__What is expected__:
Quote every line of the listing below word for word, leaving out the pictures.

━━━ Provided material

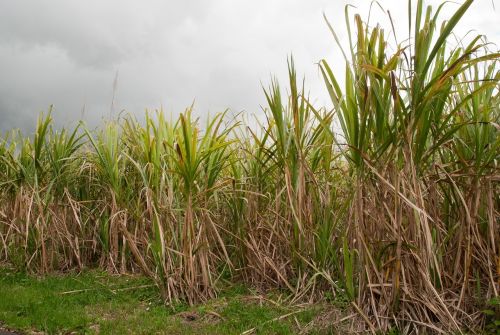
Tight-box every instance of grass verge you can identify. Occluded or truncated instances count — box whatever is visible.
[0,268,340,334]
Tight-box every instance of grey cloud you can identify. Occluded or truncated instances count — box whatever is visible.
[0,0,500,132]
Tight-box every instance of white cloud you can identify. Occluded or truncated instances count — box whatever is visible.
[0,0,500,131]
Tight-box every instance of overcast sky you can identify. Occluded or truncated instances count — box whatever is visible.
[0,0,500,132]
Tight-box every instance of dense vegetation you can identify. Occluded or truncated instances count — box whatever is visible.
[0,0,500,332]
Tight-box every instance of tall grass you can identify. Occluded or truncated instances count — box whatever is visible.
[0,1,500,332]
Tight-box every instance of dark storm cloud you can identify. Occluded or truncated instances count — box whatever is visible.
[0,0,500,132]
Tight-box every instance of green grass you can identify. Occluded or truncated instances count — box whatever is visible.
[0,268,334,334]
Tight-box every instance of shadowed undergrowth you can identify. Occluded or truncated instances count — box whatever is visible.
[0,0,500,333]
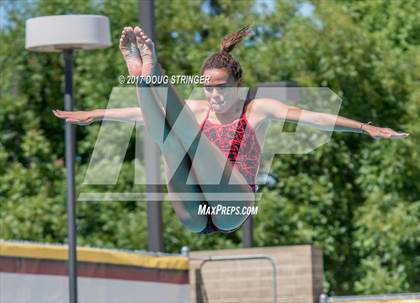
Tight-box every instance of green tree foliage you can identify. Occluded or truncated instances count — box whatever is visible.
[0,0,420,294]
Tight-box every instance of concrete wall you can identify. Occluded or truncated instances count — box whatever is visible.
[190,245,323,303]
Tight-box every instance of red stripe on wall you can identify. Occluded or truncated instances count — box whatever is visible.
[0,257,189,284]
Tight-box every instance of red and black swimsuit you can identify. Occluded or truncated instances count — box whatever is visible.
[200,111,261,192]
[200,108,261,233]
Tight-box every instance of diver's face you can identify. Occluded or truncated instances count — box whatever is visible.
[203,68,239,113]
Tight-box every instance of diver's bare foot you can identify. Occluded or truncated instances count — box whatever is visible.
[134,26,157,76]
[120,27,142,76]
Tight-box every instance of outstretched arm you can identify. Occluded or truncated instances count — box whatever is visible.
[255,98,408,138]
[53,107,143,125]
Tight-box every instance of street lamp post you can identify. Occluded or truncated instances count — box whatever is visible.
[25,15,111,303]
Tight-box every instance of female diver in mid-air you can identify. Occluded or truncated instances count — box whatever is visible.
[53,26,408,233]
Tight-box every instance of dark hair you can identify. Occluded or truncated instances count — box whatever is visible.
[201,25,251,81]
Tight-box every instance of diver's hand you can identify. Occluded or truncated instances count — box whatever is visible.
[52,109,99,125]
[362,124,409,139]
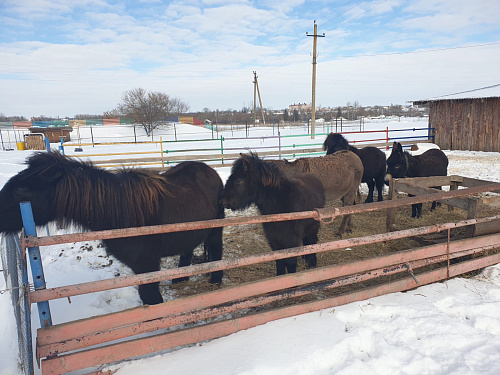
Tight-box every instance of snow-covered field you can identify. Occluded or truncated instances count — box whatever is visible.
[0,120,500,375]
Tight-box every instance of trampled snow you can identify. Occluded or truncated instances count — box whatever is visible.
[0,120,500,375]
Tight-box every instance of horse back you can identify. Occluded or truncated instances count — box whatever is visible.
[411,148,448,177]
[162,161,224,223]
[291,174,325,211]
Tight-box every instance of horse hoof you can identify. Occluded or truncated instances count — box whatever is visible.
[210,271,223,285]
[172,277,189,284]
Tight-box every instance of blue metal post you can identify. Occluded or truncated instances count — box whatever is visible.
[59,137,64,155]
[20,202,52,328]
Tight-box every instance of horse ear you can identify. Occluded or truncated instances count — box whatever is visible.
[15,186,33,202]
[240,153,250,172]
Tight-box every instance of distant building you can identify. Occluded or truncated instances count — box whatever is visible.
[288,103,311,112]
[413,85,500,152]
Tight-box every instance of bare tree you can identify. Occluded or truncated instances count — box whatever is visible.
[117,88,189,135]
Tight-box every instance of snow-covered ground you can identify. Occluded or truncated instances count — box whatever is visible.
[0,119,500,375]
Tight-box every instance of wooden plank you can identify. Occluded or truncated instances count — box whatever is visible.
[42,253,500,375]
[396,179,470,210]
[37,234,500,358]
[396,175,464,190]
[462,177,500,193]
[474,219,500,236]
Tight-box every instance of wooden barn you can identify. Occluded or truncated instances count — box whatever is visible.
[413,95,500,152]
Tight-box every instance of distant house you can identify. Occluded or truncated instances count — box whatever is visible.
[288,103,311,112]
[413,85,500,152]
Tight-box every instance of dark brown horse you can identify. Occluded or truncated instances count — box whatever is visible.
[269,151,363,237]
[323,133,386,203]
[387,142,448,218]
[221,153,325,275]
[0,152,224,304]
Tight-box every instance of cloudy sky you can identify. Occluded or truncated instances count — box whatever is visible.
[0,0,500,117]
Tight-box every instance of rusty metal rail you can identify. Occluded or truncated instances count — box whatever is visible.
[37,234,500,357]
[21,183,500,374]
[29,215,500,303]
[21,183,500,247]
[38,253,500,374]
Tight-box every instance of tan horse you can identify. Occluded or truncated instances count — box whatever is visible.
[269,151,363,237]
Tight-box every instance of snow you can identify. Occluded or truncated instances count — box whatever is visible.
[0,119,500,375]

━━━━━━

__Result__:
Tight-box every instance of grass verge you can identify. Occluded or truncated instances count — box whatever is visible.
[0,268,340,334]
Tight-box every instance of grey cloud you can identify. Occluded or truncated instances count — box whatever is visible.
[0,0,500,132]
Tight-box every instance of white cloud you can identify. Occluded or truncated instances count — box whatever is visible.
[0,0,500,131]
Tight-box every instance of overcast sky you can identify. Occluded or truncated instances count — box whatever is visible.
[0,0,500,132]
Tight-box every instance of dense vegetation you can identify. Occluded or truncated instances count — box whatever is visible.
[0,0,500,332]
Tight-box every instance of tall grass you can identify. Occluded or truncated instances count — box whatever is visible.
[0,1,500,332]
Tight-box every instance of dark storm cloud you can identify. Occluded or truncated instances count — box whatever is visible.
[0,0,500,132]
Tight-box every instance of green grass you can identify. Occluded or truncated instances count — box whatever is visible.
[0,268,334,334]
Tight-box every instance of shadowed undergrowth you can identify. Occluded or truncated instances count — box whatever is visible.
[0,0,500,333]
Tight-box every instance of green tree foliage you can identify. Occluded or truncated instances count — box whatever is visible.
[0,0,420,294]
Tight-box every instance of concrete wall you can identify. Occluded or truncated instances count — box whatever is visible.
[190,245,323,303]
Tight-box every instance of red stripe on wall you can identify. Occluded or truncated instances count — box whatever is visible.
[0,257,189,284]
Tight-box every instance of red and black swimsuit you can identify. Occluded or truncated instances count — box whatever is visible.
[200,111,261,192]
[200,108,261,233]
Tight-box every instance of diver's face you can identify. Occluded or truncated instances count — box whatever is visible.
[203,68,239,113]
Tight-box every instance of diver's bare foot you can identify. Occluded or truncated instances count — box whatever is visible.
[134,26,157,76]
[120,27,142,76]
Tight-box every instance of outstretched arm you can identify. Occluded or truncated instances count — box whatever is visible.
[255,98,408,138]
[53,107,143,125]
Tight-box every instance of street lamp post you can identify. Occluded or truncated instances count — box whatever is visible.
[25,15,111,303]
Tight-box every instance of female diver in mid-air you can identify. Occluded or truncated instances count — box whatever is visible.
[53,26,408,233]
Tight-box every instance of dark hair you can identify. Occluded or truncated instances count — box whatever is visible.
[201,25,251,81]
Tight-box every instance of diver's hand you can identify. Occluded or truncated instances count — box whatever is visible.
[52,109,99,125]
[362,124,409,139]
Tight-box every instance of snow-covered field you can identify. Occluded or truncated instances count — box whatever is visible.
[0,120,500,375]
Tight-box every instance of trampled snow you can identify. Occluded or truncated instances count — box whatever is visible.
[0,120,500,375]
Tight-box every instance of horse back you can identify. Occluded or truncated instances count — box whatever is visible.
[411,148,448,177]
[162,161,224,223]
[291,174,325,211]
Tight-box every instance of horse hoof you can identify. Occluded or truncated instances count — box whatever is visible.
[210,271,223,285]
[172,277,189,284]
Tight-box every instance of blue metal post you can identify. Occluded or truncated instances count — box whatever is visible.
[59,137,64,155]
[20,202,52,328]
Tight-box every instance of horse ear you can identify. Occluded or truncated instances count — box whatever is visible.
[15,186,33,202]
[240,153,250,172]
Tight-box every instance of distant building you can identify. Occluded or truncated instances count — box whatever is visible.
[288,103,311,112]
[413,85,500,152]
Tight-box every instance of bare tree you can identify. Occluded or truncated instances count — box whatever is visible.
[117,88,189,135]
Tight-box every instance of snow-covered ground you can identify. Occluded or truncated instances count — box whatever is visible.
[0,119,500,375]
Tight-box every instance of wooden plank you can identify. Occluded or truncated instances count — box whatever is visible.
[42,253,500,375]
[396,179,470,210]
[37,234,500,358]
[396,175,464,190]
[462,177,500,193]
[474,219,500,236]
Tight-box every instance of wooden barn you can identify. Occluded or truncated instances count — box whatever is visible.
[413,95,500,152]
Tight-box every instance of distant house you can identify. Occluded or truncated instances count — box whatever is visible.
[288,103,311,112]
[413,85,500,152]
Tight-box every instance of dark brown horse you can identify. Occluded or truncated instances count — box whatever is visible.
[269,151,363,237]
[323,133,386,203]
[387,142,448,218]
[221,153,325,275]
[0,152,224,304]
Tight-box every instance of cloudy sky you can identify. Occluded or truncated instances count — box whatever is visible.
[0,0,500,117]
Tight-box every instance of rusty metal rail you can identify. Occluded or truncated instances count — box whatever is visible.
[37,234,500,357]
[21,183,500,374]
[29,215,500,303]
[21,183,500,247]
[38,253,500,374]
Tight-box every instance of tan horse you can identify. Occluded or truncated instances count — box whatever is visible.
[269,151,363,237]
Tight-box every instance of snow you can identify. Occluded or truncated instances count — box whatever is visible.
[0,119,500,375]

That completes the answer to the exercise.